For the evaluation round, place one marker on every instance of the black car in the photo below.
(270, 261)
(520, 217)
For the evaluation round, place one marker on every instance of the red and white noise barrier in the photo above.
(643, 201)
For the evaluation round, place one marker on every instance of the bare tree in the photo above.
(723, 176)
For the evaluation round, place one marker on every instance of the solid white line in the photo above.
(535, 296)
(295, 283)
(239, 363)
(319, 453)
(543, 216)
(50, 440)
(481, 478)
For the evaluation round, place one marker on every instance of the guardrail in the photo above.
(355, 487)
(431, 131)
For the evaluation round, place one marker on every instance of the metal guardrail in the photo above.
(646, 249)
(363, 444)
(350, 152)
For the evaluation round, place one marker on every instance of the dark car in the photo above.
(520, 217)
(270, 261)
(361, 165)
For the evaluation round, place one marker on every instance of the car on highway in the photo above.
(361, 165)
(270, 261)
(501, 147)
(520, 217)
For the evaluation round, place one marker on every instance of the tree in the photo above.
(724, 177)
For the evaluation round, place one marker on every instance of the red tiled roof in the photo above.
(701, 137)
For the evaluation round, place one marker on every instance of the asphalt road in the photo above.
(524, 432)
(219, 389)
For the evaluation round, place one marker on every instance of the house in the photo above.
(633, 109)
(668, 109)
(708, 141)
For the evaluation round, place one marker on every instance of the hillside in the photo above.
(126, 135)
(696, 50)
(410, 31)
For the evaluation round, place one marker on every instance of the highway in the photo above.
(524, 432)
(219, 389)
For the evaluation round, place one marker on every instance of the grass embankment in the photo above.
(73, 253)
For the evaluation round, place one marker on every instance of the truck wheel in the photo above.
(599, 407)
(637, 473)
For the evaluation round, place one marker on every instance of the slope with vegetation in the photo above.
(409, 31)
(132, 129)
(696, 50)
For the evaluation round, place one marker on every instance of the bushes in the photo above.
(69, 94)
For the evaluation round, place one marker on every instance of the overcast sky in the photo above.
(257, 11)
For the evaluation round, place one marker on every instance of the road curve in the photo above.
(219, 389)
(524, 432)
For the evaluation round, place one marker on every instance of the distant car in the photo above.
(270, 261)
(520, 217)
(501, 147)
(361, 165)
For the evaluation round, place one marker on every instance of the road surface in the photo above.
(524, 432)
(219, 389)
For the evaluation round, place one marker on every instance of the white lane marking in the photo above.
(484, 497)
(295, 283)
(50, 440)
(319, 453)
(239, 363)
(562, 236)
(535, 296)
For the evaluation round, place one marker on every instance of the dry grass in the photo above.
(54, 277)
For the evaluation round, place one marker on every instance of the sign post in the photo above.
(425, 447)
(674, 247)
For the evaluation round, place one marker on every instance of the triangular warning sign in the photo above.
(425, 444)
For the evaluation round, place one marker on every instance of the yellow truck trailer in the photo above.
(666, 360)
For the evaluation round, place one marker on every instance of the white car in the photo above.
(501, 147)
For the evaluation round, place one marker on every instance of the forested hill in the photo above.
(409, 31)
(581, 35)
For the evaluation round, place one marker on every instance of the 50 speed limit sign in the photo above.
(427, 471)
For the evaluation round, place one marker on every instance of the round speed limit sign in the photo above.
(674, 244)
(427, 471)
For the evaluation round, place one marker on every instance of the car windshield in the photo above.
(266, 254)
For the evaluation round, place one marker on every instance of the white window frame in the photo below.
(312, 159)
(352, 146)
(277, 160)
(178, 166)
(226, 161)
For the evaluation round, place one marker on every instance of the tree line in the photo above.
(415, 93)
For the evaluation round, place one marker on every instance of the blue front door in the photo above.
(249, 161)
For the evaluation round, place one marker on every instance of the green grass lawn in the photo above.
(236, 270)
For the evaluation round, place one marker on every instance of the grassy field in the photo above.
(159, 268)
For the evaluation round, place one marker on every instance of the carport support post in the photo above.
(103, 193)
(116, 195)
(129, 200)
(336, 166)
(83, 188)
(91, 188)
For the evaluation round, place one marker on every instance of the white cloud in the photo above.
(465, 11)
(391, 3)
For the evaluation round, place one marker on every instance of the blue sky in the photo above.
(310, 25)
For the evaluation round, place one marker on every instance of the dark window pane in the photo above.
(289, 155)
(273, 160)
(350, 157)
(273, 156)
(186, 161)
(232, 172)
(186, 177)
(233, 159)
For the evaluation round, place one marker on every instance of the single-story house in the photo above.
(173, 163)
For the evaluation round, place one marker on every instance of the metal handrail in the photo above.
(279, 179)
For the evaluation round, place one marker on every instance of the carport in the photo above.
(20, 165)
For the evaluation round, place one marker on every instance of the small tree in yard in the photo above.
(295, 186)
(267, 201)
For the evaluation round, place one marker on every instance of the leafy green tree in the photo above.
◇ ◇ ◇
## Written instruction
Return all of the items above word for word, with no alterations.

## Written solution
For the evaluation round, place one marker on every instance of the black car in the photo below.
(270, 261)
(520, 217)
For the evaluation round, place one marker on every instance of the red and white noise barrier in the photo above.
(643, 201)
For the evaluation round, place one marker on every instance of the bare tree in the photo above.
(723, 176)
For the evaluation round, place one marker on every instance of the solid white line in the photo above.
(535, 296)
(295, 283)
(239, 363)
(319, 453)
(543, 216)
(50, 440)
(481, 478)
For the evaluation round, place one marker on every instance of the guardrail in the photo above.
(355, 487)
(431, 131)
For the evaluation round, place one marker on every instance of the metal guardrail in the photo above.
(646, 249)
(363, 444)
(350, 152)
For the evaluation round, place one marker on every instance of the dark car in the photo above.
(520, 217)
(270, 261)
(361, 165)
For the evaluation round, place one marker on every instance of the car on highway in the photo above.
(361, 165)
(270, 261)
(501, 147)
(520, 217)
For the evaluation round, place one marker on every instance of the tree in the photo above.
(724, 177)
For the evaluation round, place one marker on every instance of the red tiled roof in the photo above.
(701, 137)
For the evaluation round, place one marker on every instance of the asphalt road in the photo above.
(524, 432)
(219, 389)
For the evaluation round, place one marker on every instance of the house in the photo above.
(633, 109)
(668, 109)
(708, 141)
For the evaluation round, place one marker on every instance of the hillside in the photo above.
(126, 135)
(696, 50)
(410, 31)
For the evaluation round, place one marker on every instance of the highway in the photo above.
(524, 432)
(219, 389)
For the evaluation round, place one marker on every instance of the grass embankment in the photo above.
(73, 253)
For the evaluation round, place one marker on every instance of the truck wheel in the photo above.
(599, 407)
(637, 473)
For the evaluation round, place one marker on every instance of the slope with vegetation in the photo above.
(409, 31)
(132, 129)
(696, 50)
For the evaluation round, place one marker on every instance of the bushes in the photo above.
(69, 94)
For the evaluation round, place one marker on every instance of the overcast sky in the photo above.
(257, 11)
For the evaluation round, place one marker on every instance of the road curve in the photo above.
(219, 389)
(524, 432)
For the evaluation round, place one marker on every instance of the distant car in the photo above.
(270, 261)
(520, 217)
(501, 147)
(361, 165)
For the evaluation round, place one marker on every instance of the road surface in the photo above.
(524, 432)
(219, 389)
For the evaluation round, place one marker on every instance of the white lane marking in the photo above.
(484, 497)
(295, 283)
(50, 440)
(319, 453)
(239, 363)
(562, 236)
(535, 296)
For the evaluation round, place one marker on every instance of the dry grass in the photo above.
(54, 277)
For the evaluation round, place one marker on every instance of the sign post in the photo above.
(425, 447)
(674, 247)
For the evaluation round, place one marker on every instance of the triangular warning sign in the photo above.
(425, 444)
For the evaluation round, place one marker on every instance of the yellow truck trailer in the photo above.
(666, 360)
For the evaluation round, place one marker on every instance of the white car in the photo above.
(501, 147)
For the evaluation round, place one marker on every instance of the forested hill in the photo above.
(409, 31)
(581, 35)
For the evaluation round, place one marker on every instance of the 50 speed limit sign in the photo above.
(427, 471)
For the evaluation round, place one marker on every instance of the round speed limit sign in the photo above.
(674, 244)
(427, 471)
For the evaluation round, place one marker on every instance of the car windshield in the photo above.
(266, 254)
For the evaluation round, place one marker on every instance of the white window frame in the photo below.
(312, 159)
(352, 146)
(277, 160)
(178, 166)
(226, 161)
For the evaluation round, place one marker on every instance of the tree line in the photo above.
(415, 93)
For the evaluation round, place one marker on every instance of the blue front door in the photo above.
(249, 161)
For the evaluation round, place one marker on every instance of the green grass lawn in the photo above.
(236, 270)
For the evaluation round, place one marker on every instance of the grassy field in the photo above.
(159, 268)
For the evaluation round, place one marker on every instance of the carport support post in the photo above.
(103, 193)
(116, 195)
(129, 200)
(336, 166)
(83, 188)
(91, 188)
For the evaluation round, place one marker on every instance of the white cloud in the photo above.
(465, 11)
(391, 3)
For the evaluation round, place one marker on every instance of the blue sky in the photo above.
(310, 25)
For the evaluation round, place one marker on every instance of the dark window pane in the photo above.
(289, 155)
(273, 160)
(350, 157)
(273, 156)
(186, 161)
(232, 172)
(186, 177)
(233, 159)
For the evaluation round, place one marker on every instance of the single-story house in the photo above.
(173, 163)
For the evaluation round, place one marker on every instance of the metal handrail in the photo above.
(279, 179)
For the evaluation round, place one marker on every instance of the carport in the photo above.
(20, 165)
For the evaluation round, place one marker on every instance of the small tree in yard in the photo above.
(295, 186)
(267, 201)
For the evaluation round, place one marker on every instance of the leafy green tree in the photo above.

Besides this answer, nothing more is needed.